Please transcribe every record below exactly as it appears.
[[ Material for the task open ]]
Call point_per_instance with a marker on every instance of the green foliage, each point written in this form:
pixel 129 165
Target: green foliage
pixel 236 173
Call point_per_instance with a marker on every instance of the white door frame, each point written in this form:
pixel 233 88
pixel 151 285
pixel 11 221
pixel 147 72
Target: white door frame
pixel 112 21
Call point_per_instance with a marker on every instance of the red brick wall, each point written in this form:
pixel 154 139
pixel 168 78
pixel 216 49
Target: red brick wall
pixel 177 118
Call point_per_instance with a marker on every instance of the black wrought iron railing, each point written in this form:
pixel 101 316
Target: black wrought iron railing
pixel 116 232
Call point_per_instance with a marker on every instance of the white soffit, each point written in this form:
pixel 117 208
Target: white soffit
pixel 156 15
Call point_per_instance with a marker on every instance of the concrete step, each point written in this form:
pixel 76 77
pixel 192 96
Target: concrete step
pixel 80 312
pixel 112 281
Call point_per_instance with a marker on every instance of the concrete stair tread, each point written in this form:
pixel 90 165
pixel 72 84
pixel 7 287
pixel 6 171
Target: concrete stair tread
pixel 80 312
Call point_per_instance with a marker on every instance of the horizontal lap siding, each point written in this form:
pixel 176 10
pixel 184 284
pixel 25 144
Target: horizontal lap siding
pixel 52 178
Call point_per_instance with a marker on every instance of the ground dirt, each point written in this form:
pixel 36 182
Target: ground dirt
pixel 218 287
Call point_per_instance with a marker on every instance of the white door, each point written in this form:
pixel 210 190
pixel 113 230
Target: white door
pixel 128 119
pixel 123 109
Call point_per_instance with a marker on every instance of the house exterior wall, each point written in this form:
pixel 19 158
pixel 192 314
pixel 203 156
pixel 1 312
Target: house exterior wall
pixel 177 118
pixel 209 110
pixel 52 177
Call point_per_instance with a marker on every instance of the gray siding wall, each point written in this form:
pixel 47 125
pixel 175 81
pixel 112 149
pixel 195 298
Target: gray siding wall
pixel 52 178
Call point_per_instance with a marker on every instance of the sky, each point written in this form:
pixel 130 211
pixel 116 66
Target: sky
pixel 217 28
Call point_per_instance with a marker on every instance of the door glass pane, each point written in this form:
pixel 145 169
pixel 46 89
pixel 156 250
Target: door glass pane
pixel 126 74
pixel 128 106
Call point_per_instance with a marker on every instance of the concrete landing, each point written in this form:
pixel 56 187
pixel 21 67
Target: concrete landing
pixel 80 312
[[ Material for the task closed ]]
Exercise solution —
Call point_per_instance with a marker on every instance of the green foliage, each point written in this form:
pixel 129 165
Target: green foliage
pixel 236 173
Call point_per_instance with a marker on every instance of the white door frame, each point written in this form:
pixel 233 88
pixel 151 285
pixel 11 221
pixel 147 72
Target: white door frame
pixel 112 21
Call point_per_instance with a marker on every instance of the red brick wall, each point written in this form:
pixel 154 139
pixel 168 78
pixel 216 49
Target: red brick wall
pixel 177 118
Call point_per_instance with a marker on every instance of the black wrought iron railing, each point written in this form:
pixel 101 316
Target: black wrought iron railing
pixel 116 232
Call point_per_instance with a marker on every instance of the white soffit, each point written in this form:
pixel 117 208
Target: white soffit
pixel 156 15
Call point_per_instance with a marker on every instance of the concrete step, each point written in this form:
pixel 76 77
pixel 192 96
Target: concrete step
pixel 80 312
pixel 112 281
Call point_per_instance with a marker on every instance of the concrete stair tread, each point written in this form:
pixel 90 165
pixel 72 84
pixel 7 287
pixel 6 171
Target: concrete stair tread
pixel 80 312
Call point_per_instance with a marker on every instance of the horizontal lap siding, each point written in this form:
pixel 176 10
pixel 184 284
pixel 25 144
Target: horizontal lap siding
pixel 52 178
Call point_per_instance with a marker on every instance of the ground dirt, each point written in this form:
pixel 36 182
Target: ground dirt
pixel 218 287
Call point_per_instance with a marker on every instance of the white door, each point written in this form:
pixel 210 190
pixel 113 230
Target: white door
pixel 128 119
pixel 123 109
Call point_per_instance with a marker on every instance of the house exterior wall, each point written in this form:
pixel 19 158
pixel 192 314
pixel 203 156
pixel 1 312
Target: house exterior wall
pixel 177 118
pixel 209 110
pixel 52 177
Call point_per_instance with a marker on every instance of the gray siding wall, each point written in this form:
pixel 47 125
pixel 175 81
pixel 112 149
pixel 195 298
Target: gray siding wall
pixel 52 178
Call point_per_instance with a marker on every instance of the sky, each point written in this form:
pixel 130 211
pixel 116 66
Target: sky
pixel 217 28
Call point_per_instance with a marker on every instance of the door glass pane, each point written in this form:
pixel 145 169
pixel 46 89
pixel 156 250
Target: door glass pane
pixel 126 74
pixel 128 106
Call point_per_instance with a marker on every instance of the concrete landing, each point written in this form:
pixel 56 187
pixel 21 67
Target: concrete landing
pixel 80 312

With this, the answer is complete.